## PROBLEM DESCRIPTION
The answer must be an exact copy of every record.

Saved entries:

════════════════

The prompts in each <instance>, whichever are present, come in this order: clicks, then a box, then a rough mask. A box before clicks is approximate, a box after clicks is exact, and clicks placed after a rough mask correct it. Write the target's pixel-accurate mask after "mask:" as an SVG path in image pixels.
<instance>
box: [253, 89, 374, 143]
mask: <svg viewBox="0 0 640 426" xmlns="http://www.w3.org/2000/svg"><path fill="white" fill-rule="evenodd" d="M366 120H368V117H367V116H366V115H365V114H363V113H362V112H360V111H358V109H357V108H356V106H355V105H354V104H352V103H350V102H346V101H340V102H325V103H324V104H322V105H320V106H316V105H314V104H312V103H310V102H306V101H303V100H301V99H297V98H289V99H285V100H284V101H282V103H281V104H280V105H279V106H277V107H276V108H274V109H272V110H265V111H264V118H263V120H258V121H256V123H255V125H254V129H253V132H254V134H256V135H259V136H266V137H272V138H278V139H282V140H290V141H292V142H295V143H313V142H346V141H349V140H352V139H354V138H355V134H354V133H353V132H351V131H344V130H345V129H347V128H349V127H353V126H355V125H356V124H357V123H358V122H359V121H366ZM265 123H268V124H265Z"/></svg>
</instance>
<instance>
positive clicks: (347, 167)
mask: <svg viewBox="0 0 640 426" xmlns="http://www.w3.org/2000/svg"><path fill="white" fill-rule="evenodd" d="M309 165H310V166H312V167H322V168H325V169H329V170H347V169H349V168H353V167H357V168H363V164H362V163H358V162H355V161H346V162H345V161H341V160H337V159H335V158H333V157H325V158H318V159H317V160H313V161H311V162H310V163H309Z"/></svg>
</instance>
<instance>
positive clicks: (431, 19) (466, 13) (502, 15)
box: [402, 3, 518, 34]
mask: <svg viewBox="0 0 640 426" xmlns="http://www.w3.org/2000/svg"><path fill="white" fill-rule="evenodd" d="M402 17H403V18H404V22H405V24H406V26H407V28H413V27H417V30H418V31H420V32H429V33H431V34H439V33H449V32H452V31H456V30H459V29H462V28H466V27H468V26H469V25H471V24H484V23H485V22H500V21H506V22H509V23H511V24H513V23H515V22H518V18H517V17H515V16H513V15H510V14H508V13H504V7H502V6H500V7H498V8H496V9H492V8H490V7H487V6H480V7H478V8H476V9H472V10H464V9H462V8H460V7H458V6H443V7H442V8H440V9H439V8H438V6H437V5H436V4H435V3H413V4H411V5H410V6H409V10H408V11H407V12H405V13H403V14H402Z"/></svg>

════════════════

## RESULT
The prompts in each <instance>, whichever are present, come in this order: clicks, then a box, then a rough mask. A box before clicks is approximate, a box after clicks is exact, and clicks placed after a rough mask correct it. Write the target's pixel-accurate mask after "mask:" as an SVG path in image pixels.
<instance>
box: [253, 89, 374, 143]
mask: <svg viewBox="0 0 640 426" xmlns="http://www.w3.org/2000/svg"><path fill="white" fill-rule="evenodd" d="M366 120H368V117H367V116H366V115H365V114H363V113H362V112H360V111H358V109H357V108H356V106H355V105H354V104H352V103H350V102H346V101H340V102H325V103H324V104H322V105H320V106H316V105H314V104H312V103H310V102H306V101H303V100H301V99H297V98H289V99H285V100H284V101H282V103H281V104H280V105H279V106H277V107H276V108H274V109H272V110H265V111H264V118H263V120H258V121H256V123H255V125H254V129H253V132H254V134H256V135H259V136H266V137H272V138H278V139H282V140H290V141H292V142H295V143H313V142H346V141H349V140H352V139H354V138H355V134H354V133H353V132H351V131H344V130H345V129H347V128H349V127H353V126H355V125H356V124H357V123H358V122H359V121H366ZM265 123H268V124H265Z"/></svg>
</instance>
<instance>
positive clicks: (347, 167)
mask: <svg viewBox="0 0 640 426" xmlns="http://www.w3.org/2000/svg"><path fill="white" fill-rule="evenodd" d="M309 165H310V166H312V167H322V168H325V169H329V170H347V169H349V168H353V167H357V168H363V164H362V163H358V162H355V161H346V162H345V161H341V160H337V159H335V158H333V157H325V158H318V159H317V160H313V161H311V162H310V163H309Z"/></svg>
</instance>
<instance>
positive clicks: (431, 19) (466, 13) (502, 15)
box: [402, 3, 518, 34]
mask: <svg viewBox="0 0 640 426" xmlns="http://www.w3.org/2000/svg"><path fill="white" fill-rule="evenodd" d="M402 17H403V18H404V22H405V24H406V26H407V28H413V27H417V30H418V31H420V32H429V33H431V34H439V33H449V32H452V31H456V30H459V29H462V28H466V27H468V26H469V25H471V24H484V23H485V22H500V21H506V22H509V23H511V24H513V23H515V22H518V18H517V17H515V16H513V15H510V14H508V13H504V7H502V6H500V7H498V8H496V9H492V8H490V7H487V6H480V7H478V8H476V9H472V10H464V9H462V8H460V7H458V6H443V7H442V8H440V9H439V8H438V6H437V5H436V4H435V3H413V4H411V5H410V6H409V10H408V11H407V12H405V13H403V14H402Z"/></svg>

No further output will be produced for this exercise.